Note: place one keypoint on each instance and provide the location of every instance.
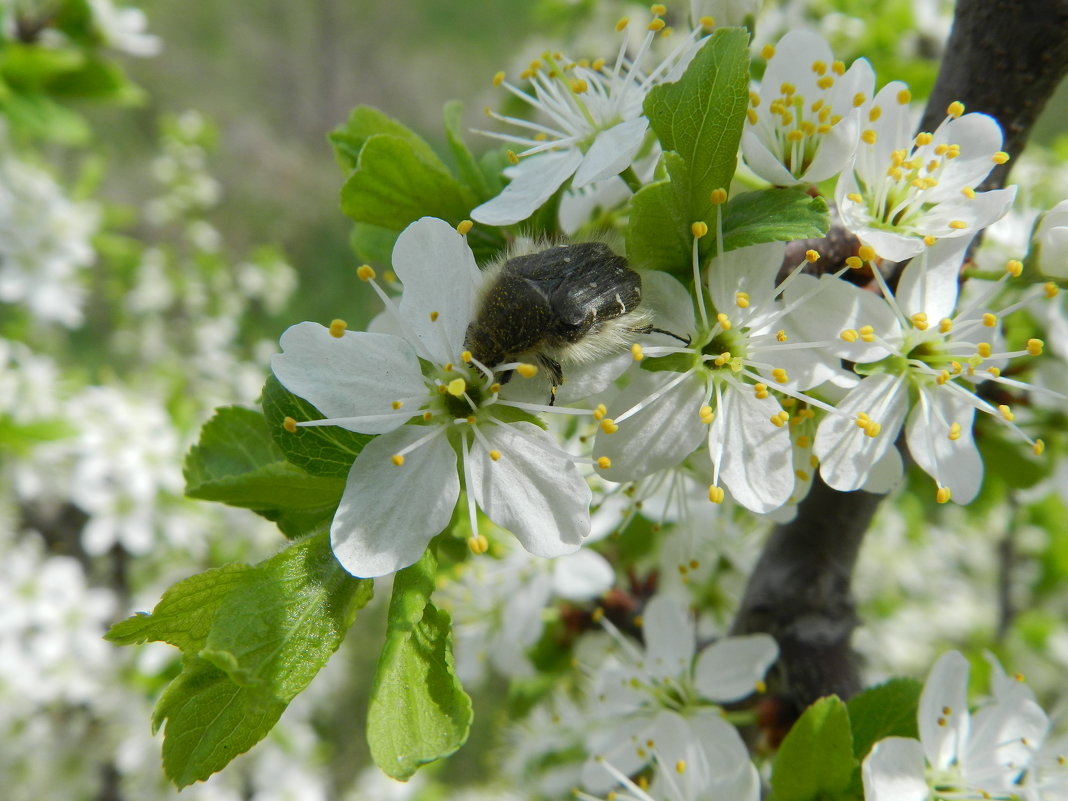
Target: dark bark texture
(1004, 58)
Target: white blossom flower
(966, 756)
(594, 124)
(404, 485)
(904, 193)
(718, 388)
(803, 122)
(922, 355)
(1050, 241)
(44, 242)
(641, 695)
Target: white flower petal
(846, 453)
(533, 489)
(533, 184)
(659, 436)
(388, 514)
(729, 670)
(954, 464)
(582, 576)
(669, 634)
(440, 280)
(612, 152)
(943, 718)
(755, 456)
(357, 376)
(894, 771)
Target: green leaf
(885, 710)
(395, 183)
(658, 235)
(326, 451)
(252, 638)
(816, 759)
(365, 122)
(701, 115)
(419, 712)
(773, 215)
(184, 615)
(467, 167)
(209, 721)
(237, 462)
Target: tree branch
(1004, 58)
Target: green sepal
(326, 451)
(816, 760)
(236, 461)
(419, 712)
(773, 215)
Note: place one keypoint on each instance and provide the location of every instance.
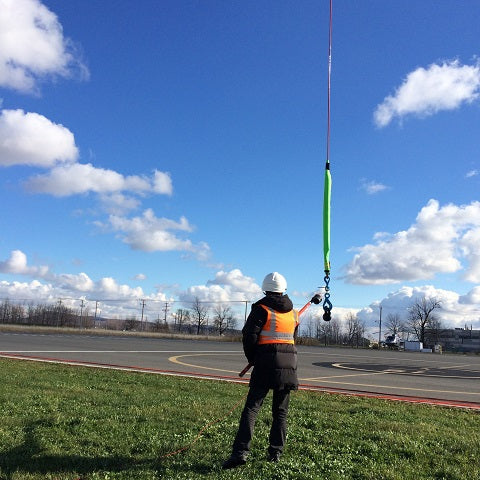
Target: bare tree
(394, 323)
(421, 316)
(223, 318)
(199, 313)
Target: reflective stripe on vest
(279, 327)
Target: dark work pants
(278, 431)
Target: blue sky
(166, 150)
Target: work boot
(235, 460)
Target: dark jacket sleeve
(253, 326)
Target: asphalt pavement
(413, 376)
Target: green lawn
(60, 422)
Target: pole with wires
(327, 188)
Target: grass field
(60, 422)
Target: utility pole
(58, 312)
(141, 321)
(165, 309)
(81, 312)
(380, 329)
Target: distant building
(454, 339)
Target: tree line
(421, 321)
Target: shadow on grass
(29, 457)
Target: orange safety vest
(279, 327)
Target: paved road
(445, 377)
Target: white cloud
(74, 179)
(17, 264)
(455, 310)
(33, 46)
(436, 243)
(372, 187)
(150, 234)
(31, 139)
(227, 286)
(428, 91)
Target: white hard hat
(274, 282)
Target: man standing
(269, 344)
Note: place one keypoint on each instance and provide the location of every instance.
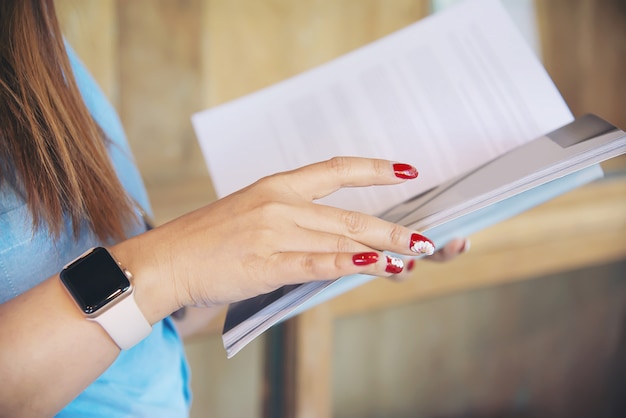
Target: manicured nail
(421, 245)
(365, 259)
(404, 171)
(395, 265)
(410, 265)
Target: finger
(322, 242)
(368, 230)
(451, 250)
(409, 266)
(305, 267)
(321, 179)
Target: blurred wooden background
(161, 61)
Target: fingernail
(421, 245)
(365, 259)
(404, 171)
(395, 265)
(410, 265)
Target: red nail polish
(395, 265)
(410, 265)
(365, 259)
(421, 245)
(404, 171)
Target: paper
(449, 94)
(446, 94)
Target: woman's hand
(271, 234)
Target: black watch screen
(95, 279)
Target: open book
(459, 95)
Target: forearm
(51, 352)
(197, 319)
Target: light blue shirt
(152, 378)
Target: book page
(446, 94)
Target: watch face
(94, 280)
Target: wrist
(153, 286)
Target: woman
(69, 345)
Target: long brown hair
(51, 150)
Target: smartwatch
(103, 290)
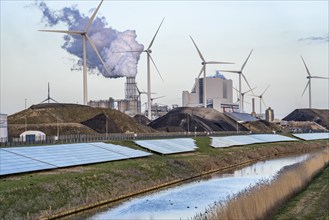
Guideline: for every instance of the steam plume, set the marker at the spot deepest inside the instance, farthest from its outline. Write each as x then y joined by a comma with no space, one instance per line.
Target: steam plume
106,39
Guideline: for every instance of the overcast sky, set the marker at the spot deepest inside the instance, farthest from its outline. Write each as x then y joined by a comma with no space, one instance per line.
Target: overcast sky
279,32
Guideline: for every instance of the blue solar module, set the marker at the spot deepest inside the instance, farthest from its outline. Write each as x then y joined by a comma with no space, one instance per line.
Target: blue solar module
25,159
238,140
128,152
13,163
313,136
169,146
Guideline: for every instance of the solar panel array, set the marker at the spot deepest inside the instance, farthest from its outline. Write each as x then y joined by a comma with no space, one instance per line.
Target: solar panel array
239,140
169,146
26,159
312,136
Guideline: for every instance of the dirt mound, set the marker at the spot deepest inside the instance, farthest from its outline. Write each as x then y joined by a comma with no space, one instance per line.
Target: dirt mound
74,119
142,119
320,116
262,126
194,118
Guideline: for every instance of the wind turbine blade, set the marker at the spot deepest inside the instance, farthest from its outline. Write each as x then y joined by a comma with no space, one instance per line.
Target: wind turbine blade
96,51
216,62
198,50
129,51
249,90
319,77
202,69
63,32
156,67
247,83
308,72
245,62
265,90
149,47
230,71
306,87
159,97
91,19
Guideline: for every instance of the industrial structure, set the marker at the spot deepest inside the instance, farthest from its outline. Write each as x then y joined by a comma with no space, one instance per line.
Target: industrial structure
3,128
219,94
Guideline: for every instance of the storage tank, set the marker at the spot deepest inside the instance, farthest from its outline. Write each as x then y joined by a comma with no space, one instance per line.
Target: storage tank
3,128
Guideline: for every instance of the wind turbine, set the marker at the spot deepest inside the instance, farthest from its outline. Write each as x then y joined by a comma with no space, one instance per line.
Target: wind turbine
84,36
309,77
49,98
261,100
148,51
203,69
241,74
241,97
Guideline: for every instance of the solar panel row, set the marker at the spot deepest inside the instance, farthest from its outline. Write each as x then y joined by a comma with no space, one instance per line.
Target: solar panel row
26,159
238,140
312,136
169,146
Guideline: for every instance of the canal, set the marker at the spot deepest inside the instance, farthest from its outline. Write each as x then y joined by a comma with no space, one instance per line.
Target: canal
186,200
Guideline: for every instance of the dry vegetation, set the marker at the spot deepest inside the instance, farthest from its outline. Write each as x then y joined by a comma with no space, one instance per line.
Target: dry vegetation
260,201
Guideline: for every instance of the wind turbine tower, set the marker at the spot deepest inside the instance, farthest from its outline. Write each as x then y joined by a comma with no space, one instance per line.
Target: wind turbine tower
309,77
84,36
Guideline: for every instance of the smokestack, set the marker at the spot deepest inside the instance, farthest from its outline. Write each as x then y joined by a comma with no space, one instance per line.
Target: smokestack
253,113
131,89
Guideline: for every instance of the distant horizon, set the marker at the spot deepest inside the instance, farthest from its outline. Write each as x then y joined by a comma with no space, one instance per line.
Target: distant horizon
279,32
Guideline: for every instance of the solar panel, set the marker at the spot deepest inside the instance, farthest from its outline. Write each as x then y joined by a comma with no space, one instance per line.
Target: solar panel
168,146
131,153
13,163
266,138
25,159
313,136
238,140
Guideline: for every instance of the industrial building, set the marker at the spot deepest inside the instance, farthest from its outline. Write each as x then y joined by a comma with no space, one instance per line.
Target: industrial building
131,105
3,128
219,94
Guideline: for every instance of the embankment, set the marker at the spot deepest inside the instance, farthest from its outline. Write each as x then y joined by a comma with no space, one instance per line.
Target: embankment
262,200
46,194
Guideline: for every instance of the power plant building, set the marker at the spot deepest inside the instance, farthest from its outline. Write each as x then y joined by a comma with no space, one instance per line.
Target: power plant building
3,128
219,93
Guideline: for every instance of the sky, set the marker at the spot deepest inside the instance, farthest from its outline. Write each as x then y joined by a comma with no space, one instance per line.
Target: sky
279,32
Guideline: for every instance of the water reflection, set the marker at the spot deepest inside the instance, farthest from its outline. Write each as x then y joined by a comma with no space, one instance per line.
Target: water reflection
185,201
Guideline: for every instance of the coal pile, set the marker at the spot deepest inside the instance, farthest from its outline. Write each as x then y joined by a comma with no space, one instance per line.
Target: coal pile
195,119
319,116
99,123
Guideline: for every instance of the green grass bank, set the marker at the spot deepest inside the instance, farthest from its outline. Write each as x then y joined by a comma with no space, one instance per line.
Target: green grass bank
47,193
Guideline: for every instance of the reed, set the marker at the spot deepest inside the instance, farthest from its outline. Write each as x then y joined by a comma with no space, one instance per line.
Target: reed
261,200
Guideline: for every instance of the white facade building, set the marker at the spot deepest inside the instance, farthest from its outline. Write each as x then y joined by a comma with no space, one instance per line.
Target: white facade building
3,128
219,93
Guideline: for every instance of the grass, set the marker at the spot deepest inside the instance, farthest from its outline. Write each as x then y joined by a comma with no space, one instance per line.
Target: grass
41,194
311,203
260,201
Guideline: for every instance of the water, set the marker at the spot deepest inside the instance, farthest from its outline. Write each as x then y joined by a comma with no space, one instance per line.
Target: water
185,201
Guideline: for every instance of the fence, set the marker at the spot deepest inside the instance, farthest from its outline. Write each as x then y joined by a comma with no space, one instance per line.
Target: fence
80,138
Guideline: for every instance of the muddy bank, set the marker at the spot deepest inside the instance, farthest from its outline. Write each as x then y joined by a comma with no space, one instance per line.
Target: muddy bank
45,194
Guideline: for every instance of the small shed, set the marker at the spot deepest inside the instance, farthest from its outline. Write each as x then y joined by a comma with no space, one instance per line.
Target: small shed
31,136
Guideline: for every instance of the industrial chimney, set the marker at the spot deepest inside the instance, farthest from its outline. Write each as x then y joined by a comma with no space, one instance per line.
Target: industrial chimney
253,113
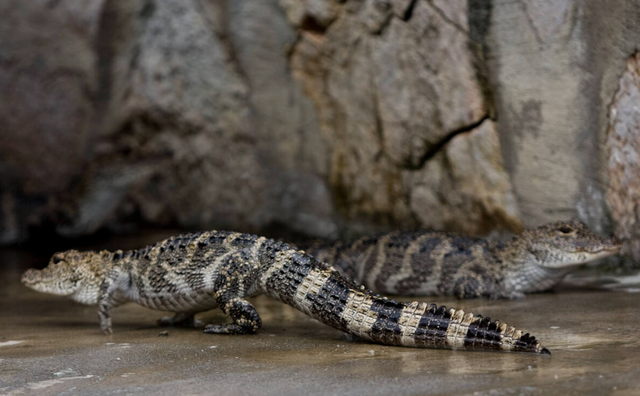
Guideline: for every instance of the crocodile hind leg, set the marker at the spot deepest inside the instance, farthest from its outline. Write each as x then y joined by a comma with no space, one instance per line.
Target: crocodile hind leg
244,316
229,294
180,319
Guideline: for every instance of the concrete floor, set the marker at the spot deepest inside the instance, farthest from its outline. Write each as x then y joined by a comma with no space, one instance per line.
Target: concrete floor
50,345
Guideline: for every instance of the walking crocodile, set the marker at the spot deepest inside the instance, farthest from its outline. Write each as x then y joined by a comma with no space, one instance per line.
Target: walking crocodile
422,262
193,273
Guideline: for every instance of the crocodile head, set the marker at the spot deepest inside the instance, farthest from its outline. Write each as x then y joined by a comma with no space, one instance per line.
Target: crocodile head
566,243
71,273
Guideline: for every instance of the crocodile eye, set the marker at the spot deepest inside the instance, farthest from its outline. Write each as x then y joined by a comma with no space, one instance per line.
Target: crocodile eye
566,230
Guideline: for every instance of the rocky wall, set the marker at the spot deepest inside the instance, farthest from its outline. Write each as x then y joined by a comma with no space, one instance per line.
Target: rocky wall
322,117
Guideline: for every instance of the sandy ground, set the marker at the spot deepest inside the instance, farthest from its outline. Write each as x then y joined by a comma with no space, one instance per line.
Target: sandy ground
52,346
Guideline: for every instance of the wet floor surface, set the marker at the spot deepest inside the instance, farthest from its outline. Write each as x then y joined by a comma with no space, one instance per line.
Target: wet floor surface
50,345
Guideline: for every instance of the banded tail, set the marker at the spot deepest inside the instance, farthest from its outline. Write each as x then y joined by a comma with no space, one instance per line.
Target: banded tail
321,292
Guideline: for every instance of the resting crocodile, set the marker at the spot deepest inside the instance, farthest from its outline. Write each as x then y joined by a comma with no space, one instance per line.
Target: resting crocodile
439,263
197,272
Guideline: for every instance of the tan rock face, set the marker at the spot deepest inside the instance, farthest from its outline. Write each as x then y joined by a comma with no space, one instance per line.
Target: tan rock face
466,180
623,146
392,85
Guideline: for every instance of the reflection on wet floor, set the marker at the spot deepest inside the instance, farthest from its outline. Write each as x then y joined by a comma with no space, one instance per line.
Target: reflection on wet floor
51,345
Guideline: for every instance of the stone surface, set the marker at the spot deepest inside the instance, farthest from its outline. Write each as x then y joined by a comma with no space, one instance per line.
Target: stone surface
392,86
623,144
51,346
173,119
468,178
324,117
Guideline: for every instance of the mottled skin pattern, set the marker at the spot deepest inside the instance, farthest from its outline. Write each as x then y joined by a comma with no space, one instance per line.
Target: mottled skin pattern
198,272
438,263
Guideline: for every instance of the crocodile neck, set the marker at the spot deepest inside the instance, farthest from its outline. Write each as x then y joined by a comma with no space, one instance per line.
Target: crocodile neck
524,271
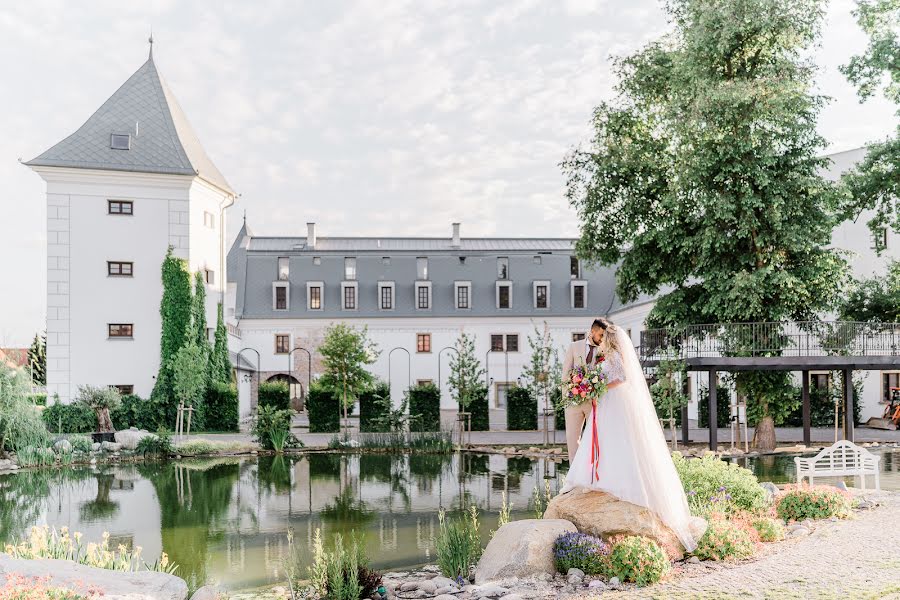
***
### WHAT IS BEING ASKED
Count the lines in the data that contain the word "sandy". Reply with the number alone.

### THE RESPONSE
2